THE RECORDS:
%%
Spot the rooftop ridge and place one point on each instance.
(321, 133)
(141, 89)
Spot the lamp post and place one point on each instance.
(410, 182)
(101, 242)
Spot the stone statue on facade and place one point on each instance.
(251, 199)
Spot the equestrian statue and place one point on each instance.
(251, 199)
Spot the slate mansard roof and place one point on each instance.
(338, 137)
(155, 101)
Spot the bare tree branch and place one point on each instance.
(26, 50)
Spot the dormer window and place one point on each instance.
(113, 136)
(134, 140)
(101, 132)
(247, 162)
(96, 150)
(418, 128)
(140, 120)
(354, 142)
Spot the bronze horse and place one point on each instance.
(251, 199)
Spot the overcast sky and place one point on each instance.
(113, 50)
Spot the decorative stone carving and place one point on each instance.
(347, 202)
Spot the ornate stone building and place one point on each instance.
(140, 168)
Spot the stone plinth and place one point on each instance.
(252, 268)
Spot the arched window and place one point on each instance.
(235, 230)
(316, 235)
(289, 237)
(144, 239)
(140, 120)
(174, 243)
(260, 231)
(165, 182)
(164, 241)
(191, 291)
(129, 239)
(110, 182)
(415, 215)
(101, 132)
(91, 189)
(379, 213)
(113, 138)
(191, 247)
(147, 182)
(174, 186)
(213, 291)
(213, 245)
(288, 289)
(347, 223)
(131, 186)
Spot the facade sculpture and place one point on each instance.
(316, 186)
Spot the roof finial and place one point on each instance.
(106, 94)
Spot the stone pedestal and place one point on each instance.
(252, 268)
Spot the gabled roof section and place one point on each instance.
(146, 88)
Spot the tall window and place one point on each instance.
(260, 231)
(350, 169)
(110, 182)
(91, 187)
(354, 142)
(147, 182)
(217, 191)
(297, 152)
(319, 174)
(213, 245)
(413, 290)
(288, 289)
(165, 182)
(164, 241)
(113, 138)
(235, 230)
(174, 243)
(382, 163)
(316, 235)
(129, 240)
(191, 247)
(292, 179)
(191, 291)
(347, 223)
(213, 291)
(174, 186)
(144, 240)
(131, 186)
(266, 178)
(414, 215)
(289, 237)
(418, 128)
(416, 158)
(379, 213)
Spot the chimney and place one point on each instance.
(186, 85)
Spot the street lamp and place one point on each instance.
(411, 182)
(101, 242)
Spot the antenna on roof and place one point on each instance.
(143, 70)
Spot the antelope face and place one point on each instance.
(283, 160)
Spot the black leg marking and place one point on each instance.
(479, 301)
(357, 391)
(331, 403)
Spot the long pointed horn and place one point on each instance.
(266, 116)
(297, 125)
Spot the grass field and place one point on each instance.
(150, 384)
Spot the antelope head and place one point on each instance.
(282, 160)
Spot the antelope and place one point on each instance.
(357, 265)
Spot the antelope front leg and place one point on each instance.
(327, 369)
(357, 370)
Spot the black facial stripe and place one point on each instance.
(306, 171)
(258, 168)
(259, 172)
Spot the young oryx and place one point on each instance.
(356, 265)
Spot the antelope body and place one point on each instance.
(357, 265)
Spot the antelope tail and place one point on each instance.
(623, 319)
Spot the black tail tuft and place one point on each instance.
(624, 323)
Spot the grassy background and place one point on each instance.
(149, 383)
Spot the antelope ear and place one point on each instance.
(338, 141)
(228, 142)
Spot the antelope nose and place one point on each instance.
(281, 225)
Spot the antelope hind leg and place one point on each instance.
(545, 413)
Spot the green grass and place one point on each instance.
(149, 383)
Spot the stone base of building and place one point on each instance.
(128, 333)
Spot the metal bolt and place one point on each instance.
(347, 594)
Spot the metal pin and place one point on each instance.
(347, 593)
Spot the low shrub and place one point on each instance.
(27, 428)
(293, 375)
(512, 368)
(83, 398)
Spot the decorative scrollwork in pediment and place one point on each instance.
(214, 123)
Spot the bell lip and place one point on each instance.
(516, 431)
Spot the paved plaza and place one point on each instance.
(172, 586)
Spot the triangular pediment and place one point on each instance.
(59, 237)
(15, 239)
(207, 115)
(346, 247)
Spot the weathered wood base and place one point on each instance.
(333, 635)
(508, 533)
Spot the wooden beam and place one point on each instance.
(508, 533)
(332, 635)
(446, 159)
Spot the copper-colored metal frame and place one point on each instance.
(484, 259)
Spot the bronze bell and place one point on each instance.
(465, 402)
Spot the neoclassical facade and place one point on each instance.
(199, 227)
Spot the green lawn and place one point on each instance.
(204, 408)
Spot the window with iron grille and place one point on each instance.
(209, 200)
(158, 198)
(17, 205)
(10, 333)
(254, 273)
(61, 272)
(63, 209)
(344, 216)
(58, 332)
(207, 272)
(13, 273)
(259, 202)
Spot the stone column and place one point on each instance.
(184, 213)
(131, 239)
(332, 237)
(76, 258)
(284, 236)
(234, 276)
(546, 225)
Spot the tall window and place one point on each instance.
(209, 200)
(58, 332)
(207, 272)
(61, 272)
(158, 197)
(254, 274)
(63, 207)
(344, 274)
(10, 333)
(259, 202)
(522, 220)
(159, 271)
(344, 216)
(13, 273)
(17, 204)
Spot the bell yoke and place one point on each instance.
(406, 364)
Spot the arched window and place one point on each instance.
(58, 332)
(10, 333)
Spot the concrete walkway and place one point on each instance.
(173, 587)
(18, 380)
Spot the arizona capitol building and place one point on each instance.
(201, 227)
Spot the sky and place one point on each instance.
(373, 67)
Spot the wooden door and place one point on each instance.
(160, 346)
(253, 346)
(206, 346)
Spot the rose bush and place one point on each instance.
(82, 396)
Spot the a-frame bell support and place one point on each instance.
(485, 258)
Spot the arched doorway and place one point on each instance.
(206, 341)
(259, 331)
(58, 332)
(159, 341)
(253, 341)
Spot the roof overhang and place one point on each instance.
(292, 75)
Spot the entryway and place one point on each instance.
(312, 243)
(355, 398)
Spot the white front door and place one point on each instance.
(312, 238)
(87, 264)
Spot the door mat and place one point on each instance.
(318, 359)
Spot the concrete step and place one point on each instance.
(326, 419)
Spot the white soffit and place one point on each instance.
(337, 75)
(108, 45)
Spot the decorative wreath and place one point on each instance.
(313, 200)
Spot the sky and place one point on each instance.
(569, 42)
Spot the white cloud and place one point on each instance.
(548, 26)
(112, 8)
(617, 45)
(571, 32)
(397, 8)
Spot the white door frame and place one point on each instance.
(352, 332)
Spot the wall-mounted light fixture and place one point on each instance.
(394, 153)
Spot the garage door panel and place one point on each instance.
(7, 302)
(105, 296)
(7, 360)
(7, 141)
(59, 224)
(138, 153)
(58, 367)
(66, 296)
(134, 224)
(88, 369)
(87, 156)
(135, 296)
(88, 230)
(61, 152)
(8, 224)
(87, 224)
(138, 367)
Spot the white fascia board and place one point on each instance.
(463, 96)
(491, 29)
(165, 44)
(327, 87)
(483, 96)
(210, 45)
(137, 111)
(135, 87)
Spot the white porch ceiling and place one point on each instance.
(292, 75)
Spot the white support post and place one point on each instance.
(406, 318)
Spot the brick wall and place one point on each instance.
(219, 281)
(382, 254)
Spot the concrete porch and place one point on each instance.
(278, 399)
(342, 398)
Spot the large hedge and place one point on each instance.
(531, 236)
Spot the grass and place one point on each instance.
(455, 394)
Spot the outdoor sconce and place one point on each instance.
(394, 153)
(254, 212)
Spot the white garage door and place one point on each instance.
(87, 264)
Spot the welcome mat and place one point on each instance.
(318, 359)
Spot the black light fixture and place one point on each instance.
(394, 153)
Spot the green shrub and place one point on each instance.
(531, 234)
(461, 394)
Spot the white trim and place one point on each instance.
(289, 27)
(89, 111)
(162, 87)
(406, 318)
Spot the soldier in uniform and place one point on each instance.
%%
YOUR TASK: Return all of the data precisely as it appears.

SOLUTION FOR THIS EXERCISE:
Spot the rooftop ridge and place one point on each instance.
(321, 133)
(141, 89)
Spot the lamp post and place one point on each instance.
(410, 182)
(101, 242)
Spot the stone statue on facade and place one point on each instance.
(251, 199)
Spot the equestrian statue and place one point on each instance.
(251, 199)
Spot the slate mansard roof and place one point on each instance.
(338, 137)
(155, 101)
Spot the bare tree branch and place one point on each instance.
(26, 50)
Spot the dormer window and place one point on each instance.
(113, 136)
(134, 140)
(101, 132)
(247, 162)
(96, 150)
(418, 128)
(140, 120)
(354, 142)
Spot the bronze horse and place one point on each instance.
(251, 199)
Spot the overcast sky and place one point on each instance.
(113, 50)
Spot the decorative stone carving and place one point on each instance.
(347, 202)
Spot the ornate stone building and place one point on each instance.
(140, 168)
Spot the stone plinth and place one point on each instance.
(252, 268)
Spot the arched window and place one point on each instance.
(235, 230)
(316, 235)
(289, 237)
(144, 239)
(140, 120)
(174, 243)
(260, 231)
(165, 182)
(164, 241)
(191, 291)
(129, 239)
(110, 182)
(415, 215)
(101, 132)
(91, 189)
(379, 213)
(113, 138)
(191, 247)
(147, 182)
(174, 186)
(213, 291)
(213, 245)
(288, 289)
(347, 223)
(131, 186)
Spot the facade sculpture and place one point on each instance.
(316, 186)
Spot the roof finial and place one point on each instance.
(106, 94)
Spot the stone pedestal and place one point on each instance.
(252, 268)
Spot the gabled roof section and place one point on each instance.
(146, 88)
Spot the tall window and place one point on each instance.
(260, 231)
(350, 169)
(110, 182)
(91, 187)
(354, 142)
(147, 182)
(217, 191)
(297, 152)
(319, 174)
(213, 245)
(413, 290)
(288, 289)
(165, 182)
(164, 241)
(113, 138)
(235, 230)
(174, 243)
(382, 163)
(316, 235)
(129, 240)
(191, 247)
(292, 179)
(191, 291)
(347, 223)
(213, 291)
(174, 186)
(144, 240)
(131, 186)
(266, 178)
(414, 215)
(289, 237)
(418, 128)
(416, 158)
(379, 213)
Spot the chimney and place one point on each instance.
(186, 85)
Spot the street lamp and place one point on each instance.
(411, 182)
(101, 242)
Spot the antenna on roof and place one point on each instance.
(143, 70)
Spot the antelope face and place one point on each instance.
(283, 160)
Spot the black leg marking and place one point on each instance.
(479, 301)
(357, 391)
(331, 403)
Spot the long pointed horn and place one point on each instance.
(266, 116)
(297, 125)
Spot the grass field and place one point on each instance.
(150, 384)
Spot the antelope head and place one point on each instance.
(282, 160)
Spot the antelope and place one point on each instance.
(357, 265)
Spot the antelope front leg and place one point on each instance.
(327, 369)
(357, 370)
Spot the black facial stripe and place one point on each instance.
(306, 171)
(258, 168)
(259, 172)
Spot the young oryx and place one point on each instance.
(356, 265)
Spot the antelope body and place one point on each instance.
(357, 265)
Spot the antelope tail and place one point on each instance.
(623, 319)
Spot the black tail tuft and place one point on each instance.
(624, 323)
Spot the grassy background and place one point on each instance.
(149, 383)
Spot the antelope ear and place one point on each instance.
(338, 141)
(228, 142)
Spot the antelope nose and place one point on each instance.
(281, 225)
Spot the antelope hind leg and place one point on each instance.
(545, 413)
Spot the green grass and place one point on each instance.
(149, 383)
Spot the stone base of building and place one point on each instance.
(128, 333)
Spot the metal bolt and place one point on each instance.
(347, 594)
Spot the metal pin and place one point on each instance.
(347, 593)
Spot the low shrub and place one point on each instance.
(27, 428)
(293, 375)
(512, 368)
(83, 398)
Spot the decorative scrollwork in pediment and place one point on each instance.
(214, 123)
Spot the bell lip and place one point on each instance.
(516, 431)
Spot the paved plaza and place one point on each instance.
(172, 586)
Spot the triangular pediment and place one point on each instance.
(59, 237)
(15, 239)
(207, 115)
(346, 247)
Spot the weathered wood base and place one point on each instance.
(333, 635)
(508, 533)
Spot the wooden beam and place one point on each instance.
(508, 533)
(332, 635)
(446, 159)
Spot the copper-colored metal frame and place one point on each instance.
(484, 259)
Spot the bronze bell and place one point on each instance.
(465, 402)
Spot the neoclassical facade and place one point on each instance.
(199, 227)
Spot the green lawn and place one point on each instance.
(204, 408)
Spot the window with iron grille and place one point on each instance.
(209, 200)
(158, 198)
(17, 205)
(10, 333)
(254, 273)
(61, 272)
(63, 209)
(344, 216)
(58, 332)
(207, 272)
(13, 273)
(259, 202)
Spot the stone column and place one point on each instance.
(184, 213)
(131, 239)
(332, 237)
(76, 258)
(284, 236)
(234, 276)
(546, 225)
Spot the tall window and place one point on each instance.
(209, 200)
(58, 332)
(207, 272)
(61, 272)
(158, 197)
(254, 274)
(63, 207)
(344, 274)
(10, 333)
(259, 202)
(522, 220)
(159, 271)
(344, 216)
(13, 273)
(17, 204)
Spot the bell yoke and place one point on each instance.
(406, 364)
Spot the arched window and place one point on each instance.
(58, 332)
(10, 333)
Spot the concrete walkway and place one point on each instance.
(173, 587)
(18, 380)
Spot the arizona capitol building and place one point on each instance.
(201, 227)
Spot the sky and place one point on each instance.
(373, 67)
Spot the wooden door and place one point on each instance.
(160, 346)
(253, 346)
(206, 346)
Spot the rose bush and place one point on each instance.
(82, 396)
Spot the a-frame bell support and place one point on each instance.
(485, 258)
Spot the arched doorway and place one point on each instance.
(206, 341)
(259, 331)
(58, 332)
(159, 341)
(253, 341)
Spot the roof overhang and place one point on each instance.
(292, 75)
Spot the entryway and place one point on each instance.
(312, 243)
(355, 398)
Spot the white front door and place one point on each instance.
(312, 238)
(87, 264)
Spot the door mat and place one point on each instance.
(318, 359)
Spot the concrete step and place one point on each instance.
(326, 419)
Spot the white soffit and place one point on each instance.
(337, 75)
(108, 45)
Spot the decorative wreath and place one point on each instance.
(313, 200)
Spot the sky and place one point on each instance.
(569, 42)
Spot the white cloud and place one point on each instance.
(548, 26)
(112, 8)
(617, 45)
(571, 32)
(397, 8)
Spot the white door frame and place one point on each instance.
(352, 332)
Spot the wall-mounted light fixture and place one point on each instance.
(394, 153)
Spot the garage door panel and place one point on each instance.
(7, 302)
(105, 296)
(7, 360)
(7, 141)
(59, 224)
(138, 153)
(58, 367)
(66, 296)
(134, 224)
(88, 369)
(87, 156)
(135, 296)
(88, 230)
(61, 152)
(8, 224)
(87, 224)
(138, 367)
Spot the white fascia board and place one point on each instance.
(463, 96)
(491, 29)
(165, 44)
(327, 87)
(483, 96)
(210, 45)
(137, 111)
(135, 87)
Spot the white porch ceiling and place one point on each instance.
(292, 75)
Spot the white support post and place one point on each instance.
(406, 318)
Spot the brick wall and place one point on each instance.
(219, 281)
(382, 254)
Spot the concrete porch and place one point on each instance.
(278, 399)
(342, 398)
Spot the large hedge and place one point on each instance.
(531, 236)
Spot the grass and place one point on each instance.
(455, 394)
Spot the outdoor sconce and place one point on each instance.
(394, 153)
(254, 212)
Spot the white garage door and place one point on each instance.
(87, 264)
Spot the welcome mat and place one point on each instance.
(318, 359)
Spot the black light fixture and place one point on each instance.
(394, 153)
Spot the green shrub and place one point on each instance.
(531, 234)
(461, 394)
Spot the white trim and place one point on each instance.
(289, 27)
(89, 111)
(162, 87)
(406, 318)
Spot the soldier in uniform and place one point on each instance.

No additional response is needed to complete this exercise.